## Tujuan Tugas 1
Menurut kutipan tentang film "Rumah Masa Depan", mengapa versi film kisah keluarga Sukri diberi sentuhan baru?

## Kutipan Teks
◇ ◇ ◇ ◇

”Rumah Masa Depan”, Mimpi Bangsa dalam Potret Keluarga
Film ”Rumah Masa Depan” adalah adaptasi dari sinetron berjudul sama di era 1980-an. Sama seperti pendahulunya, film ini membahas tentang kehidupan keluarga Sukri di Desa Cibeureum.
Oleh
ELSA EMIRIA LEBA
·5 menit baca
Empat dekade silam, Rumah Masa Depan menjadi salah satu sinetron legendaris di televisi Tanah Air era 1980-an. Kisah tentang keluarga Sukri ini kembali muncul di layar lebar sekarang. Dalam format film, Rumah Masa Depan mengingatkan kembali tentang makna keluarga dengan sentuhan baru agar tetap relevan di zaman ini.

◇ ◇ ◇ ◇

## Baris dari suatu kumpulan data

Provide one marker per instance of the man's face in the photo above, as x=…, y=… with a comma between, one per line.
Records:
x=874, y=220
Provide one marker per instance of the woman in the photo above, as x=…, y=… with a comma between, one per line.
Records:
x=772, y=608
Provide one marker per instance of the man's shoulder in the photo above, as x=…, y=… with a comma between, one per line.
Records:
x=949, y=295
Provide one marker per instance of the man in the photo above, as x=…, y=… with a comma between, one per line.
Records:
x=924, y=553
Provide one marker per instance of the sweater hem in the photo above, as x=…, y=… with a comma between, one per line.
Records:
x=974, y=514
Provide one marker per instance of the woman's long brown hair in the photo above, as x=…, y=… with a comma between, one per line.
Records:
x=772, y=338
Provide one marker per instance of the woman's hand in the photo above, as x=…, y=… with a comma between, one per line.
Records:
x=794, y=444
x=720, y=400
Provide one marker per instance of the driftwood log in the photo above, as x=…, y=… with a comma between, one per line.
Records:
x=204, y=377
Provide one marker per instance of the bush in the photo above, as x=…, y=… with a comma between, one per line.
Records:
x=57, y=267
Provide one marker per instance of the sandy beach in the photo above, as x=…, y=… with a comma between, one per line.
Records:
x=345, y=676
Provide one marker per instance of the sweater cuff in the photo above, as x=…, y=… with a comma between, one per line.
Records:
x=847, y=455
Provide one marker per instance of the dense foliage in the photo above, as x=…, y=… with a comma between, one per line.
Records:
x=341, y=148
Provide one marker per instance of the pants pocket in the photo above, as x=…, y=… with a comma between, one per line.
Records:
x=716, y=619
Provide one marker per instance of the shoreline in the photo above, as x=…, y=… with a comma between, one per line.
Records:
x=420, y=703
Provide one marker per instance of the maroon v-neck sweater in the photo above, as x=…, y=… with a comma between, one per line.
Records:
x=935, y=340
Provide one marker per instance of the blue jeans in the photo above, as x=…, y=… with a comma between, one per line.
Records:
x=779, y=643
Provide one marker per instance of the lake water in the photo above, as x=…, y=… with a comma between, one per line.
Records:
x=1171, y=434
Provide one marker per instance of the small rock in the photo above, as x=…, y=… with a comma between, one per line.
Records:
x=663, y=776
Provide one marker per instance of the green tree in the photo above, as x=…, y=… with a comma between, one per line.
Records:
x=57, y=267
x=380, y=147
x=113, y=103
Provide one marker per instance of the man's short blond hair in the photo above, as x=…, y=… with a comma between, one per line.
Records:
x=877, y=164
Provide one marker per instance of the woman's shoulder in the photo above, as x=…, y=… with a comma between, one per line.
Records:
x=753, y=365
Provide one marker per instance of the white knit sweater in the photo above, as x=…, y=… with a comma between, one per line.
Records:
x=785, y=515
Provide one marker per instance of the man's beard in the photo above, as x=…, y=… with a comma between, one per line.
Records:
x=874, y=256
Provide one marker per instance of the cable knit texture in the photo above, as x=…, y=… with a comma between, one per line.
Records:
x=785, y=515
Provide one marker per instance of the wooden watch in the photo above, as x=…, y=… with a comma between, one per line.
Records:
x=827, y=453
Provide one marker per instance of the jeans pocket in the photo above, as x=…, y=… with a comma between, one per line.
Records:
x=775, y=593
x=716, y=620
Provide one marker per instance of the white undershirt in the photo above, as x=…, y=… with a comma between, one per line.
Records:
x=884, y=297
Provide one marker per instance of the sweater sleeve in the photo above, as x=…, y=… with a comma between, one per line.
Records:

◇ ◇ ◇ ◇

## Tujuan Tugas 2
Sajikan baris data mulai dari baris yang memuat "Provide one marker per instance of the woman's hand" sampai baris yang memuat "x=204, y=377" (keduanya termasuk) sebagai daftar JSON berisi string, satu string untuk setiap baris, tanpa baris kosong.

## Penyelesaian 1
Sentuhan baru itu diberikan agar kisah yang mengingatkan kembali tentang makna keluarga tetap relevan di zaman ini.

## Penyelesaian 2
[
  "Provide one marker per instance of the woman's hand in the photo above, as x=…, y=… with a comma between, one per line.",
  "Records:",
  "x=794, y=444",
  "x=720, y=400",
  "Provide one marker per instance of the driftwood log in the photo above, as x=…, y=… with a comma between, one per line.",
  "Records:",
  "x=204, y=377"
]